## What is being asked
Rewrite the material below, replacing each "innermost point" with "central point" and keeping everything else the same. Omit the pictures from your answer.

## Exercise materials

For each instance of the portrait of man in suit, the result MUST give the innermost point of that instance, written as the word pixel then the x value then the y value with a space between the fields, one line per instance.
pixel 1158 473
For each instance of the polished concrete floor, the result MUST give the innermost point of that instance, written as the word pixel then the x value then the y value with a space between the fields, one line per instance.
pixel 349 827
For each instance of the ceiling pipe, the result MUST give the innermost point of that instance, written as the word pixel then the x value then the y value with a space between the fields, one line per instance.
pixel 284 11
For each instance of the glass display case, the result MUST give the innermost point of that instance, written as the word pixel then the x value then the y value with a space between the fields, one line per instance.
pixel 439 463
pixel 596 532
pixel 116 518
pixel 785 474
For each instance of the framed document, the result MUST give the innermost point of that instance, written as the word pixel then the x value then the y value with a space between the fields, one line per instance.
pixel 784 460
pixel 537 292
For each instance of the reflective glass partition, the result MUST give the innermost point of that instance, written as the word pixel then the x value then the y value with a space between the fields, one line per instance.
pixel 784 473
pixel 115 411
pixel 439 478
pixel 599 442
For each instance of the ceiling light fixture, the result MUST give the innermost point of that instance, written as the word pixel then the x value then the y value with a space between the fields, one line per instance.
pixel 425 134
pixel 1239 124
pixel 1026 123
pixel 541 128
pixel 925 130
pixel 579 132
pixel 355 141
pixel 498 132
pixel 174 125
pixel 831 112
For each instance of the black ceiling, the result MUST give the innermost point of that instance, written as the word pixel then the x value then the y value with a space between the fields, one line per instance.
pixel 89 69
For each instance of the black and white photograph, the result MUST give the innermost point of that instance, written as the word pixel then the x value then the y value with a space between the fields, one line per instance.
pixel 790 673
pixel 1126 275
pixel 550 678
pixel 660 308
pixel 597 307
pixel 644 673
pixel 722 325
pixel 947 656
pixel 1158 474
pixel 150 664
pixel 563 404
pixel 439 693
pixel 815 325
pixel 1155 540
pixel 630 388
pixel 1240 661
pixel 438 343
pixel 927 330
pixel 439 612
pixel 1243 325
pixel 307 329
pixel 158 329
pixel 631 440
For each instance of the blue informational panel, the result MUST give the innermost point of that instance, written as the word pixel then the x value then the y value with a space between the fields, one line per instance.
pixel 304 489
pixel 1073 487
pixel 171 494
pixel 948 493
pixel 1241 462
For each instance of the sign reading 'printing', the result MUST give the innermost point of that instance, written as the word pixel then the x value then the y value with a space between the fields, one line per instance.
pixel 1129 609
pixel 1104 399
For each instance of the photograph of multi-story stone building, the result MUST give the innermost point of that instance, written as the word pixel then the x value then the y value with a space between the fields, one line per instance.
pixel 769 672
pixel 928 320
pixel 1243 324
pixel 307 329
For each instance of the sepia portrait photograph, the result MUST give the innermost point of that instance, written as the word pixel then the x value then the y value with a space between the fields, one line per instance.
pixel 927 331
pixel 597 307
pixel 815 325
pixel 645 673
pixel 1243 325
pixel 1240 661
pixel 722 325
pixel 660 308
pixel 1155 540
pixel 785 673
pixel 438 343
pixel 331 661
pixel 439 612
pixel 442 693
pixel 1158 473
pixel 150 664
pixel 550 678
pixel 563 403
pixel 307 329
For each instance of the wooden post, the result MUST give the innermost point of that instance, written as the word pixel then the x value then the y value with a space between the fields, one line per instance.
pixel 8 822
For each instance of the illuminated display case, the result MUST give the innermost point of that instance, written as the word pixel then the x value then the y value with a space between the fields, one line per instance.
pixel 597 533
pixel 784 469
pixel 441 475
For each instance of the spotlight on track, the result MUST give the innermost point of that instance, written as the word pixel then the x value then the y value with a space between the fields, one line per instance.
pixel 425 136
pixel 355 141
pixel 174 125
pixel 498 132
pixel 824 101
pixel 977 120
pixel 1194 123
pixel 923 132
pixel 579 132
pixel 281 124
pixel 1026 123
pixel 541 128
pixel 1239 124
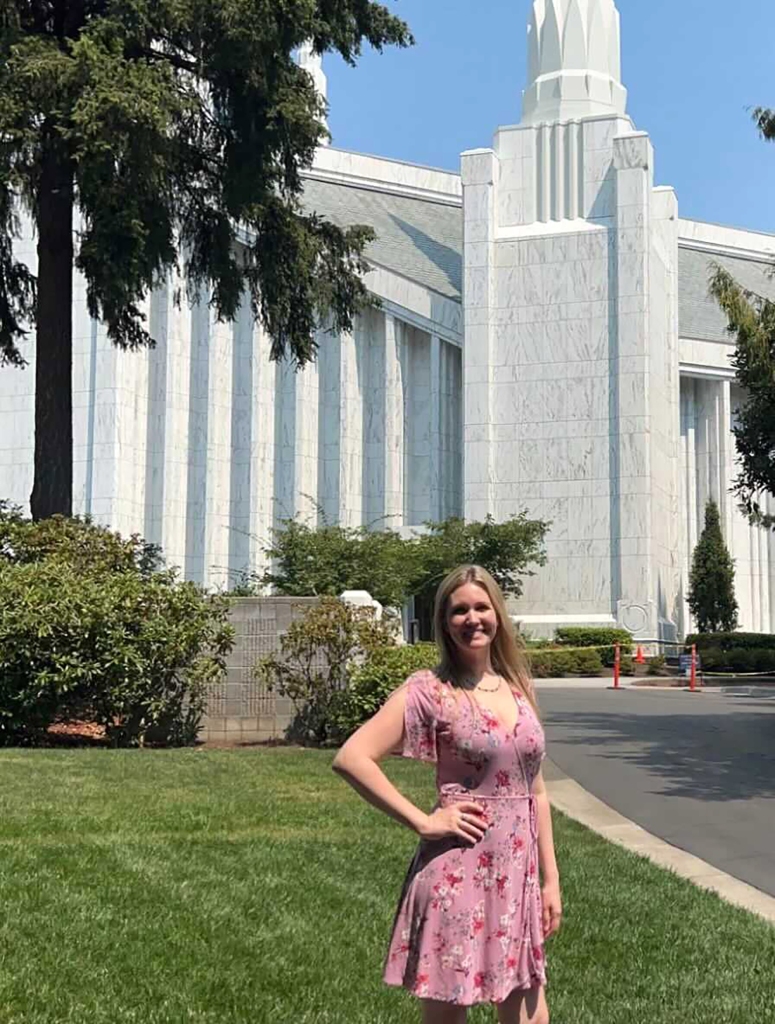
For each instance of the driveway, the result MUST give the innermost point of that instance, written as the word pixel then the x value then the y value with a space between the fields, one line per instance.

## Exercise result
For each instance of the portrait of man in suit, the result MUST give the central point of that instance, written as the word pixel then the x value then the y value with a space between the fields, one line per instance.
pixel 1158 473
For each instance of the polished concrete floor, the result MUST give the central point of that instance, written as the word pixel then the x value then the y value with a space between the fields, one line per instance.
pixel 349 827
For each instance of the ceiling pipe, the result MUST give the central point of that instance, written as the word pixel then the x value then the y value with a space between the fields, one line per instance.
pixel 284 11
For each instance of the glass display case, the result MUST give the central point of that instance, written as the word pixel then the x value then the y value with a space between the fields, one line per instance.
pixel 439 463
pixel 596 532
pixel 116 518
pixel 785 474
For each instance of the framed document, the result MUST give the central point of that instance, written as the word pixel then the x value then the y value with a space between the fields, one line per instance.
pixel 784 460
pixel 537 292
For each instance of the reflective glass partition, the result MUST give the central point of that instance, written as the word pixel then the x value then the y value with a space between the fields, one line per instance.
pixel 784 473
pixel 115 411
pixel 439 478
pixel 599 442
For each instance of the ceiling light fixture, the result MUST give the central point of that instance, written as the word pixel then the x value then the y value with a space between the fields, one line per instance.
pixel 425 134
pixel 1239 124
pixel 1026 123
pixel 541 128
pixel 925 130
pixel 579 132
pixel 355 141
pixel 498 132
pixel 174 125
pixel 831 112
For each instance of the black ceiling, the result MUST give the central point of that instance, written as the word pixel then the x value then the y value with a space between the fields, one line per instance.
pixel 89 69
For each instance of the black and white photograph, the result MUST give the central point of that instance, written as the word pixel then the x value then the y value with a space between the fields, one line per instance.
pixel 790 673
pixel 1126 275
pixel 550 678
pixel 660 308
pixel 597 307
pixel 644 673
pixel 722 325
pixel 947 656
pixel 1158 474
pixel 150 664
pixel 563 404
pixel 439 693
pixel 815 325
pixel 1155 540
pixel 630 388
pixel 1240 661
pixel 438 343
pixel 927 330
pixel 439 612
pixel 1243 325
pixel 307 329
pixel 158 329
pixel 631 440
For each instance of the blue informational panel, the result MUST give the central point of that instance, written as the word pixel then the x value then the y value with a space between the fields, one line per instance.
pixel 304 489
pixel 1073 487
pixel 171 494
pixel 948 493
pixel 1241 462
For each instance of the sign reading 'printing', the result MUST give the central point of that instance, written as the word pixel then the x value then the y value with a space between the fields, one line per instance.
pixel 1129 609
pixel 1104 399
For each instance of the photograph of multi-story stone building, the result MUST give the central point of that instance, written as the word pixel then the x value then the y value with a space between the fields, one line per instance.
pixel 769 672
pixel 928 320
pixel 1243 324
pixel 307 329
For each instance of the sepia portrait photograph, the result MUST give the central point of that instance, written as the word pixel then the x value then the y value with a space between the fields, one line per instance.
pixel 927 331
pixel 597 307
pixel 815 325
pixel 645 673
pixel 1243 325
pixel 1240 661
pixel 722 325
pixel 660 308
pixel 1155 540
pixel 785 673
pixel 438 343
pixel 331 661
pixel 439 612
pixel 442 693
pixel 1158 473
pixel 150 664
pixel 550 678
pixel 563 403
pixel 307 329
For each instance of the wooden post, the result MUST give the central point of that instance, written as the word pixel then the x value then the y value with a space between the fields, one line per instance.
pixel 8 822
For each instance of the illuminated display case, the result MUST give the central point of that instance, written as the word pixel then the x value then the y value with a space between the fields, one line per instance.
pixel 597 533
pixel 784 469
pixel 441 475
For each instance of the spotlight on track, the result MUST give the central point of that instance, written as the word pixel then the x value then the y value with a space between the fields, one line per instance.
pixel 425 136
pixel 355 141
pixel 174 125
pixel 498 132
pixel 824 101
pixel 977 120
pixel 1194 123
pixel 923 132
pixel 579 132
pixel 281 124
pixel 1026 123
pixel 541 128
pixel 1239 124
For each instance of the driveway, the result MUST give the central point of that instance, written as the word pixel then the x value then the y value with a space between the fields, one line per instance.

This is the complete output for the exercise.